▸ SOURCE PASSAGE

:::

The above PyMC code specifies the linear regression model in the following way: \begin{align*} &Y_i \sim N(\mu_i, \sigma^2) ~~ \text{ for } i = 1, \dots, n \\ &\mu_i = \beta_0 + \beta_1 x_{i1} + \beta_2 x_{i2} + \dots + \beta_m x_{im} ~~ \text{ for } i = 1, \dots, n \\ &\beta_0, \beta_1, \dots, \beta_m, \log \sigma \overset{\text{i.i.d}}{\sim} \text{Flat} = \text{Uniform}[-C, C] \text{ for very large } C \end{align*} Let us check that the Bayesian analysis leads to basically the same answers as statsmodels OLS.

In [16]:
b0_samples = idata.posterior['b0'].values.flatten()
b1_samples = idata.posterior['b1'].values.flatten()
b2_samples = idata.posterior['b2'].values.flatten()
b3_samples = idata.posterior['b3'].values.flatten()
b4_samples = idata.posterior['b4'].values.flatten()
b5_samples = idata.posterior['b5'].values.flatten()
b6_samples = idata.posterior['b6'].values.flatten()

allsamples = [b0_samples, b1_samples, b2_samples, b3_samples, b4_samples, b5_samples, b6_samples]
names = ['b0', 'b1', 'b2', 'b3', 'b4', 'b5', 'b6']
print("Parameter   | Mean     | Std. Dev. | Least Squares | Std. Error")
print("------------|----------|----------")
for i, (name, arr) in enumerate(zip(names, allsamples)):
    print(f"{name:10}| {np.mean(arr):.6f} | {np.std(arr):.6f} | {linmodel.params.values[i]:.6f}  | {linmodel.bse.values[i]:.6f}")

:::

[Entries from an annotation dataset]
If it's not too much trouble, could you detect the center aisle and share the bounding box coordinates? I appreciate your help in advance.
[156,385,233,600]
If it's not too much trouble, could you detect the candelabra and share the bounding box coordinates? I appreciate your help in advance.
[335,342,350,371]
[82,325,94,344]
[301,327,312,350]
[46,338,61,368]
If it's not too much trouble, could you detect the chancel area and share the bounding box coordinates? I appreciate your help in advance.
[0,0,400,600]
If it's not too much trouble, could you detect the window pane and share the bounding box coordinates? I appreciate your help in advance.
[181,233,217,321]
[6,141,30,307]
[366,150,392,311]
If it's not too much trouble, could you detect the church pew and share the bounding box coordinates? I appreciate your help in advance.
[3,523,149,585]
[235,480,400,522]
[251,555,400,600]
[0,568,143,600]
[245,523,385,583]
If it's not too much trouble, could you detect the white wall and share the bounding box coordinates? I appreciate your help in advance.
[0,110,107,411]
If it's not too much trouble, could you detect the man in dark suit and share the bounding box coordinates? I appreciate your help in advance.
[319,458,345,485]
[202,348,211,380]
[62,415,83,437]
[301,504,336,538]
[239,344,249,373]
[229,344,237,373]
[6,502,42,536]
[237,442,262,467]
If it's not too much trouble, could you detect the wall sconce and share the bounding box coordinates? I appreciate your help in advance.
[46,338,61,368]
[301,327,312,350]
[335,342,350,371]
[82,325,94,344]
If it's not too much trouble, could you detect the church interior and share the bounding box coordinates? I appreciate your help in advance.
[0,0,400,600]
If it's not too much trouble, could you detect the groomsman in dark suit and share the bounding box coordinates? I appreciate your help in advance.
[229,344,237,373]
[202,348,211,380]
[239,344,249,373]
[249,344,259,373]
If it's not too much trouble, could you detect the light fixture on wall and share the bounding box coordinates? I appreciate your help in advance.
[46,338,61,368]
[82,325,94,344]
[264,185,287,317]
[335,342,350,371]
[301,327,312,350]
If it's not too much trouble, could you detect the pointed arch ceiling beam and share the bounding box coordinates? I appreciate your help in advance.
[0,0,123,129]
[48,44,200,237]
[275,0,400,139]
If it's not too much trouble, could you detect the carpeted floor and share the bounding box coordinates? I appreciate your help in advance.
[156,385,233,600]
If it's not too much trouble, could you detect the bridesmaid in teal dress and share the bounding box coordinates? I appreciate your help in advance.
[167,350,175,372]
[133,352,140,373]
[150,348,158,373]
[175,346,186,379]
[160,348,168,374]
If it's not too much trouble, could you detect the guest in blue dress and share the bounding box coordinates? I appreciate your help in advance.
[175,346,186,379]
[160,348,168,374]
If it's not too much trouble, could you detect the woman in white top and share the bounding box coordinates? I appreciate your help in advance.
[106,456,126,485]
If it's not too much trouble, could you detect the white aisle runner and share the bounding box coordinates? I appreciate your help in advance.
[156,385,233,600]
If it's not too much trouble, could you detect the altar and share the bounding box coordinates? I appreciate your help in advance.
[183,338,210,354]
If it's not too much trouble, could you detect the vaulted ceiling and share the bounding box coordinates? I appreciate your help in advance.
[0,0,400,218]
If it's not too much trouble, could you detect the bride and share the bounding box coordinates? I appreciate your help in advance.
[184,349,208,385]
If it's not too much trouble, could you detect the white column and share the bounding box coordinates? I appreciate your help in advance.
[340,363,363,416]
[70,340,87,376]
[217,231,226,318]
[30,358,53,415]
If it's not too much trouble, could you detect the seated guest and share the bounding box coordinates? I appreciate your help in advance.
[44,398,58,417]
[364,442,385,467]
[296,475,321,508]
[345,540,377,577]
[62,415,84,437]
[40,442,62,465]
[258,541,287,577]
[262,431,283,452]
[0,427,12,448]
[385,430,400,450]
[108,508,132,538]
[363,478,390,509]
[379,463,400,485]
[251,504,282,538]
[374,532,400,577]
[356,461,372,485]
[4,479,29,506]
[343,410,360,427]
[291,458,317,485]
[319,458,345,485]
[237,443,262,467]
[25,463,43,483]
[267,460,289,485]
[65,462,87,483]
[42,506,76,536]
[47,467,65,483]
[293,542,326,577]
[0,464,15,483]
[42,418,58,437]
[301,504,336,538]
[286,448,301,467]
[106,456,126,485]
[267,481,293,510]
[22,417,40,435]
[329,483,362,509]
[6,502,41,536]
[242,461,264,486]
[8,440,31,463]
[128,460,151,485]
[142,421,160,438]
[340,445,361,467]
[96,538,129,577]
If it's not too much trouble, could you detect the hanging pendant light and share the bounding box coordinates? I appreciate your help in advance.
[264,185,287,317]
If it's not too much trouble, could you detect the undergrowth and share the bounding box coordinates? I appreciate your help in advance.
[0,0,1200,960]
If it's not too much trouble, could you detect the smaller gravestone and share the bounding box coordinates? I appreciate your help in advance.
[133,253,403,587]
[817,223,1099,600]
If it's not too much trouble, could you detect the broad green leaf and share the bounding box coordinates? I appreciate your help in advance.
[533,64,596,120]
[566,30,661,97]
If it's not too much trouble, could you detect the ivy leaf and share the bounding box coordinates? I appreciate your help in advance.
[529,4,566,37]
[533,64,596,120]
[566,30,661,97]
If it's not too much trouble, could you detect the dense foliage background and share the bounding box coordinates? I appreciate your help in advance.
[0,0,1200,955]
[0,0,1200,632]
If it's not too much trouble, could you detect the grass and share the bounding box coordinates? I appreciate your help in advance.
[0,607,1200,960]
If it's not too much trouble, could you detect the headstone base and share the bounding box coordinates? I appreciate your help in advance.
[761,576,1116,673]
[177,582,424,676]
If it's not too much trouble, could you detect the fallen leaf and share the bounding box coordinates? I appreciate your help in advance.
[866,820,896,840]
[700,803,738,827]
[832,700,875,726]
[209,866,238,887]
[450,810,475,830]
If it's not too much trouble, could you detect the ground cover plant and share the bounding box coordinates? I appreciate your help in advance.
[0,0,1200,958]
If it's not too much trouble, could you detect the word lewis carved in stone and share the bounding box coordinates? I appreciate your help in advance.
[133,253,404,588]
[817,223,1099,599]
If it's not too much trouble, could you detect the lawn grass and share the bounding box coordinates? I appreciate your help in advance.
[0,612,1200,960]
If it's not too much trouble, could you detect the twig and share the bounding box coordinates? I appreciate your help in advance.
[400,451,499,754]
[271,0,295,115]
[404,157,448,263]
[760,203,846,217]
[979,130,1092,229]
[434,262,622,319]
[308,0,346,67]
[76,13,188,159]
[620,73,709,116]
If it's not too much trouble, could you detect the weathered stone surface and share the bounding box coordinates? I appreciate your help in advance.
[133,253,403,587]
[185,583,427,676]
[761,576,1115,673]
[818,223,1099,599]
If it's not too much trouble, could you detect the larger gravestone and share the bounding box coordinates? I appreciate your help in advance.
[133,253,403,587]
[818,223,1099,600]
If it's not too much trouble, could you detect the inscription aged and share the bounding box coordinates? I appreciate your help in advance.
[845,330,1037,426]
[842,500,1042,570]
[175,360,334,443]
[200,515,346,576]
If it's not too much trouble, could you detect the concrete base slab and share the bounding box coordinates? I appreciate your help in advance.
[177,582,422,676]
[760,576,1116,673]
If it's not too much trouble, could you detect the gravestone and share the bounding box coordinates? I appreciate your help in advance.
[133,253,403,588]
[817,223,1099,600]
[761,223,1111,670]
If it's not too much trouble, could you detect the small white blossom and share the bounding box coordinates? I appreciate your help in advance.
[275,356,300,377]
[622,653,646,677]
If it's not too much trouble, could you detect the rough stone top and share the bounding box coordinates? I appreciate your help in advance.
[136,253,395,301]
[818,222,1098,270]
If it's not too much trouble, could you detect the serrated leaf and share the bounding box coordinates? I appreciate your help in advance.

:::

▸ GOAL
Write out the Bayesian regression excerpt from "The above PyMC" up to and including "b5_samples = idata.posterior['b5'].values.flatten()", word for word. The data plays no part in what needs to be done here.

▸ ANSWER TO THE PROBLEM
The above PyMC code specifies the linear regression model in the following way: \begin{align*} &Y_i \sim N(\mu_i, \sigma^2) ~~ \text{ for } i = 1, \dots, n \\ &\mu_i = \beta_0 + \beta_1 x_{i1} + \beta_2 x_{i2} + \dots + \beta_m x_{im} ~~ \text{ for } i = 1, \dots, n \\ &\beta_0, \beta_1, \dots, \beta_m, \log \sigma \overset{\text{i.i.d}}{\sim} \text{Flat} = \text{Uniform}[-C, C] \text{ for very large } C \end{align*} Let us check that the Bayesian analysis leads to basically the same answers as statsmodels OLS.

In [16]:
b0_samples = idata.posterior['b0'].values.flatten()
b1_samples = idata.posterior['b1'].values.flatten()
b2_samples = idata.posterior['b2'].values.flatten()
b3_samples = idata.posterior['b3'].values.flatten()
b4_samples = idata.posterior['b4'].values.flatten()
b5_samples = idata.posterior['b5'].values.flatten()